Description of the task -
The records below must be duplicated exactly, character for character.

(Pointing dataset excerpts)
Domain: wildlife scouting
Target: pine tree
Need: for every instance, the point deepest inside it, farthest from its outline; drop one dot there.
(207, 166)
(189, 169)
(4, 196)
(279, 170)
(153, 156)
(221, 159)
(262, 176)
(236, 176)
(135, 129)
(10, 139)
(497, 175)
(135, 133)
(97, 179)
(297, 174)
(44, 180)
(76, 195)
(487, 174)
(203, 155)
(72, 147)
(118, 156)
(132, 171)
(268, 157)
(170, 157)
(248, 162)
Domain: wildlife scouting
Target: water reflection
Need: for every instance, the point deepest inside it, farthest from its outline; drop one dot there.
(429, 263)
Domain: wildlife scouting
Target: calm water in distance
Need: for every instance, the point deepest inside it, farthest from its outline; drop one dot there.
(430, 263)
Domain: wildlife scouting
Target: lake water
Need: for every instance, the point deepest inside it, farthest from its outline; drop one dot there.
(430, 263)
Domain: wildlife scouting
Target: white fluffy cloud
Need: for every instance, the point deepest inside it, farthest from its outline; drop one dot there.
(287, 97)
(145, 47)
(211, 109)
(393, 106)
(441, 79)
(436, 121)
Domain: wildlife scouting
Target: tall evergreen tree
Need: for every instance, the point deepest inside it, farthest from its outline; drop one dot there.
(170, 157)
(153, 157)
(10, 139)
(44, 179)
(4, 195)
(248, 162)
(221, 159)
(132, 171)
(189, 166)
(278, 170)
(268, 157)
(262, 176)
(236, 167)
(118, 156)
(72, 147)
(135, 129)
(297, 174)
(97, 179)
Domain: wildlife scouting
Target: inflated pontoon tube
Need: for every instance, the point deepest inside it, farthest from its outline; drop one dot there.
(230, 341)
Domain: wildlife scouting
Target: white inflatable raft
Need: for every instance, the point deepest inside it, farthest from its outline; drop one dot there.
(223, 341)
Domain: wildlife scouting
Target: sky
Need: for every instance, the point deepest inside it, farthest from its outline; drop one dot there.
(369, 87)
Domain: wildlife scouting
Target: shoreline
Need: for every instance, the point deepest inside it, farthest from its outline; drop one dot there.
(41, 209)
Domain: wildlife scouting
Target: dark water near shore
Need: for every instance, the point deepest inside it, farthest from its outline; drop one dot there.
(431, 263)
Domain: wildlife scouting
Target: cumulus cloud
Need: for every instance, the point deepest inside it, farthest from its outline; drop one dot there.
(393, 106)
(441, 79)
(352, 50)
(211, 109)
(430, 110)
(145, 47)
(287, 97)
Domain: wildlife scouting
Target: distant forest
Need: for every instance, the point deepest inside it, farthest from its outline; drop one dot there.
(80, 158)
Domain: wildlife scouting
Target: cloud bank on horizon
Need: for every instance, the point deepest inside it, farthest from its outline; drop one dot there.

Answer to the task -
Domain: wildlife scouting
Target: pine tree
Need: for every instance, the point deepest inside it, farthest from its outline; drop one dot there.
(207, 166)
(189, 169)
(4, 196)
(279, 170)
(153, 156)
(221, 159)
(262, 176)
(236, 176)
(135, 129)
(10, 139)
(497, 175)
(135, 133)
(97, 179)
(297, 174)
(44, 180)
(76, 195)
(487, 174)
(203, 155)
(72, 147)
(118, 156)
(132, 171)
(268, 157)
(170, 157)
(248, 162)
Domain: wildlife scouting
Target: water reflection
Need: for every instance, the point deepest inside it, farthest from its outline; drop one dot there.
(429, 263)
Domain: wildlife scouting
Target: calm water in distance
Need: for every instance, the point deepest inside it, farthest from its outline; drop one dot there.
(430, 263)
Domain: wildlife scouting
Target: lake water
Need: for every instance, the point deepest inside it, farthest from its outline; drop one dot there.
(430, 263)
Domain: wildlife scouting
Target: white fluffy cloud
Need: for every instance, the point deepest inside it, farthest from its outline; drop one dot there.
(287, 97)
(145, 47)
(211, 109)
(393, 106)
(441, 79)
(436, 121)
Domain: wildlife scouting
Target: tall evergreen tree
Need: for every instance, the point deepest inside it, farthest from its outline; drop one dot there.
(170, 157)
(153, 157)
(10, 139)
(44, 179)
(4, 195)
(248, 162)
(221, 159)
(132, 171)
(189, 166)
(278, 170)
(268, 157)
(262, 176)
(236, 167)
(118, 156)
(72, 147)
(135, 129)
(297, 174)
(97, 179)
Domain: wildlife scouting
Target: inflated pontoon tube
Need: for every instance, the point deepest inside it, farthest from its outline; drop one dot there.
(230, 341)
Domain: wildlife scouting
Target: white inflatable raft
Need: for every instance, the point deepest inside it, farthest from its outline; drop one dot there.
(223, 341)
Domain: wildlife scouting
Target: sky
Need: for every instance, the point deepest inside it, farthest from its outline; drop one dot there.
(369, 87)
Domain: wildlife scouting
Target: shoreline
Need: for every instance, the point deepest inside it, farthest from its outline; drop one dot there.
(41, 209)
Domain: wildlife scouting
Target: dark water near shore
Need: for every instance, the point deepest inside it, farthest from its outline; drop one dot there.
(431, 263)
Domain: wildlife scouting
Target: cumulus cloud
Need: for every instance, the point deepest inside it, farthest from its outline; drop one dot there.
(393, 106)
(441, 79)
(352, 50)
(211, 109)
(430, 110)
(145, 47)
(287, 97)
Domain: wildlife scouting
Target: distant forest
Need: for every instance, the point deepest inside it, farthest from its outline; drop one dot there.
(80, 158)
Domain: wildlife scouting
Target: cloud bank on horizon
Need: for every instance, the point deepest inside it, farthest from its outline; drop one dot there.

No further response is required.